WORK REQUIRED → Set out each line of the items below as a numbered list, omitting blank lines and leaving the pictures out.
— START —
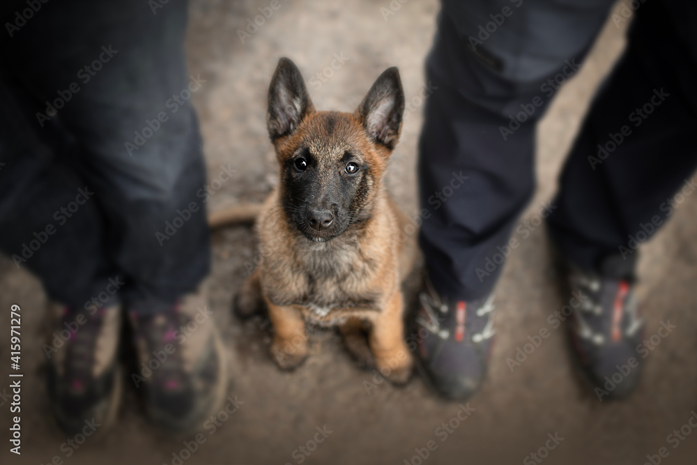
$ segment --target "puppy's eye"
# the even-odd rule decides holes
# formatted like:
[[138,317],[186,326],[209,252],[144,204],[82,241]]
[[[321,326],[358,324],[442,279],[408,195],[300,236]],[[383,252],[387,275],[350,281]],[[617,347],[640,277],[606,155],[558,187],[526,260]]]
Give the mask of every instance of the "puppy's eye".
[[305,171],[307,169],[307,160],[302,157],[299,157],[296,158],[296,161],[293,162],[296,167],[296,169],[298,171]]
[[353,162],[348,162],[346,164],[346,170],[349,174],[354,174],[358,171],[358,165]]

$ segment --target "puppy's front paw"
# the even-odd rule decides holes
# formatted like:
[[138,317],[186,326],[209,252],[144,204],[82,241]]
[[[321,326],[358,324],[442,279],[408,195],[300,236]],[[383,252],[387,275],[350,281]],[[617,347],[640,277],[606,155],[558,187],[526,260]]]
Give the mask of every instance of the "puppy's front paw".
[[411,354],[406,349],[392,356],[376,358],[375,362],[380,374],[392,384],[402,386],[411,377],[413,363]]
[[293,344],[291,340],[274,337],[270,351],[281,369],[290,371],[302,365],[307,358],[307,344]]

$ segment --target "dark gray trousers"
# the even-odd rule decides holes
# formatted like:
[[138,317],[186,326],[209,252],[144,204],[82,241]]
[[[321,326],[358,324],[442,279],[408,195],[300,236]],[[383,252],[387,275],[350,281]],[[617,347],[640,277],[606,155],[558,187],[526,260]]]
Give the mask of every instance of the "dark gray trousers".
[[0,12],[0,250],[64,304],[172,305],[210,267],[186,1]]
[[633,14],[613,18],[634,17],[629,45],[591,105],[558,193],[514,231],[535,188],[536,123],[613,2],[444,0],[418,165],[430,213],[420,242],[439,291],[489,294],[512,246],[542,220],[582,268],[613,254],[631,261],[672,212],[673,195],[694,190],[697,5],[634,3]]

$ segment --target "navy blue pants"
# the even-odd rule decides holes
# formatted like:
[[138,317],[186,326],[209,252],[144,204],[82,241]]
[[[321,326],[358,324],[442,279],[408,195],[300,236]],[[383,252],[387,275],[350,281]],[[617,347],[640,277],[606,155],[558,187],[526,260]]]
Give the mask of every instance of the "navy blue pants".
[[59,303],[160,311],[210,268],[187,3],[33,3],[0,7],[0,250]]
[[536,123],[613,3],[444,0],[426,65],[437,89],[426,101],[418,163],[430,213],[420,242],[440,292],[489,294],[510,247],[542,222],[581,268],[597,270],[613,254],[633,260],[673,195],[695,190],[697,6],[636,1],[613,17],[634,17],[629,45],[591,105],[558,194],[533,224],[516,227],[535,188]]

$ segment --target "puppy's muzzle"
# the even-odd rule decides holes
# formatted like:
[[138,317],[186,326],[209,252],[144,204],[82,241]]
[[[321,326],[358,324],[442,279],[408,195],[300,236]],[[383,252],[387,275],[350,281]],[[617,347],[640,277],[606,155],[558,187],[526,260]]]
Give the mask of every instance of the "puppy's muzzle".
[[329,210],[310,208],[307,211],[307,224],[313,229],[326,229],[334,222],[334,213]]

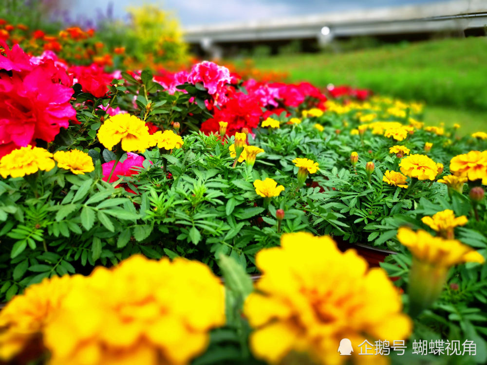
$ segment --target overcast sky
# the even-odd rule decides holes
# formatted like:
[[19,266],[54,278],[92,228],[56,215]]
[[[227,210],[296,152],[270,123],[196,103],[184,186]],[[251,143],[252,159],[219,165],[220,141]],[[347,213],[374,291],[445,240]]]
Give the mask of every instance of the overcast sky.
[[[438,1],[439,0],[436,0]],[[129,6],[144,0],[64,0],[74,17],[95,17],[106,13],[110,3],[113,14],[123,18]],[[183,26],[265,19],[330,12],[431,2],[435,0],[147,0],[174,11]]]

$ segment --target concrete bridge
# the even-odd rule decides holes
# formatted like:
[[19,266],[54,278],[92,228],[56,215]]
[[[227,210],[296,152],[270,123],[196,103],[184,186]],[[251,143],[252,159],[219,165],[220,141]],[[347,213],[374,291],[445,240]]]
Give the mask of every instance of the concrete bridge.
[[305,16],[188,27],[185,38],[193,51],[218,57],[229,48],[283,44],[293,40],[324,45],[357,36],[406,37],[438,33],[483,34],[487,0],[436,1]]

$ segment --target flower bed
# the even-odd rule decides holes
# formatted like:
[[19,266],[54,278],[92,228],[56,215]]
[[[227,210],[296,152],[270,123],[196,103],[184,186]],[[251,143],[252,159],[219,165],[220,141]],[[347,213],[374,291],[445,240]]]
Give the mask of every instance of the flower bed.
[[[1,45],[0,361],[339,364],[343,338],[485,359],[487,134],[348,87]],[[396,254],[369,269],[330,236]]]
— END —
FULL ANSWER →
1. $ segment --target "puppy's eye"
2. # the even-odd rule decides holes
3. # formatted like:
4. [[138,317],[186,326],[209,252],[144,204],[82,241]]
5. [[[321,326],[358,324],[442,279],[408,195],[300,236]],[[383,252],[387,275],[350,281]],[[617,347],[640,277],[606,155],[558,187],[526,260]]]
6. Give the mask of every instance of the "puppy's eye".
7. [[305,171],[307,169],[307,160],[302,157],[299,157],[296,158],[296,161],[293,162],[296,167],[296,169],[298,171]]
8. [[353,162],[348,162],[346,164],[346,170],[349,174],[354,174],[358,171],[358,165]]
9. $ segment --target "puppy's front paw"
10. # the even-odd rule decides holes
11. # formatted like:
12. [[138,317],[186,326],[209,252],[144,204],[82,241]]
13. [[[321,326],[358,324],[442,279],[408,195],[300,236]],[[383,252],[387,275],[350,281]],[[617,347],[640,277],[606,155],[558,187],[526,260]]]
14. Give the mask of every instance of the "puppy's front paw".
15. [[411,354],[406,349],[392,356],[376,358],[375,362],[380,374],[392,384],[402,386],[411,377],[413,363]]
16. [[293,344],[291,340],[274,337],[270,351],[281,369],[290,371],[302,365],[307,358],[307,344]]
17. $ segment --target "dark gray trousers"
18. # the even-odd rule decides holes
19. # formatted like:
20. [[138,317],[186,326],[209,252],[144,204],[82,241]]
21. [[[321,326],[358,324],[442,279],[408,195],[300,236]],[[383,252],[387,275],[350,281]],[[617,347],[640,277],[606,155],[558,187],[526,260]]]
22. Give the mask of every instance of the "dark gray trousers".
23. [[0,12],[0,250],[64,304],[172,305],[210,267],[186,1]]
24. [[633,14],[613,18],[634,17],[629,45],[591,105],[558,193],[514,231],[535,188],[536,123],[613,2],[444,0],[418,165],[430,213],[420,242],[439,291],[489,294],[512,246],[542,220],[582,268],[613,254],[631,261],[672,212],[673,195],[694,190],[697,5],[634,3]]
25. $ segment --target "navy blue pants"
26. # the even-odd rule decides holes
27. # formatted like:
28. [[138,317],[186,326],[209,252],[144,204],[82,241]]
29. [[[321,326],[358,324],[442,279],[408,195],[300,236]],[[383,252],[387,275],[350,281]],[[617,347],[640,277],[606,155],[558,187],[526,260]]]
30. Give the mask of every instance of the "navy blue pants".
31. [[59,303],[160,311],[210,268],[187,3],[33,3],[0,7],[0,250]]
32. [[536,123],[613,3],[444,0],[426,65],[437,89],[426,101],[418,163],[430,213],[420,242],[440,292],[489,294],[510,247],[542,222],[581,268],[597,270],[613,254],[633,260],[673,195],[695,190],[697,6],[636,1],[613,17],[634,17],[629,45],[591,105],[558,194],[533,224],[516,227],[535,188]]
33. $ segment --target "puppy's muzzle"
34. # the even-odd rule decides holes
35. # formatted like:
36. [[138,317],[186,326],[209,252],[144,204],[82,241]]
37. [[[321,326],[358,324],[442,279],[408,195],[300,236]],[[383,252],[387,275],[350,281]],[[617,347],[640,277],[606,155],[558,187],[526,260]]]
38. Give the mask of every instance of the "puppy's muzzle".
39. [[329,210],[310,208],[307,211],[307,224],[313,229],[326,229],[334,222],[334,213]]
40. $ segment --target overcast sky
41. # the even-odd rule decides holes
42. # formatted like:
43. [[19,266],[54,278],[92,228],[56,215]]
44. [[[227,210],[296,152],[270,123],[196,103],[184,186]],[[251,143],[252,159],[219,165],[220,141]],[[347,213],[374,291],[445,240]]]
45. Give the mask of every instance of the overcast sky.
46. [[[438,1],[439,0],[436,0]],[[129,6],[144,0],[64,0],[74,17],[95,17],[106,13],[110,3],[113,14],[123,18]],[[183,26],[265,19],[330,12],[431,2],[435,0],[147,0],[174,11]]]
47. $ segment --target concrete bridge
48. # the even-odd rule decides holes
49. # formatted like:
50. [[19,266],[54,278],[92,228],[56,215]]
51. [[[227,210],[296,152],[270,123],[196,103],[184,186]],[[251,143],[252,159],[219,165],[220,141]],[[347,213],[374,291],[445,240]]]
52. Give the mask of every instance of the concrete bridge.
53. [[305,16],[188,27],[185,38],[193,51],[218,57],[229,48],[283,44],[293,40],[324,45],[357,36],[406,37],[438,33],[483,34],[487,0],[436,1]]
54. $ segment --target flower bed
55. # the even-odd rule decides holes
56. # formatted like:
57. [[19,266],[54,278],[92,228],[56,215]]
58. [[[227,210],[296,152],[270,123],[196,103],[184,186]],[[251,143],[252,159],[219,165],[220,141]],[[347,213],[374,291],[445,240]]]
59. Give the mask of every instance of the flower bed.
60. [[[1,45],[0,361],[339,364],[343,338],[485,359],[487,134],[348,87]],[[396,254],[369,269],[330,236]]]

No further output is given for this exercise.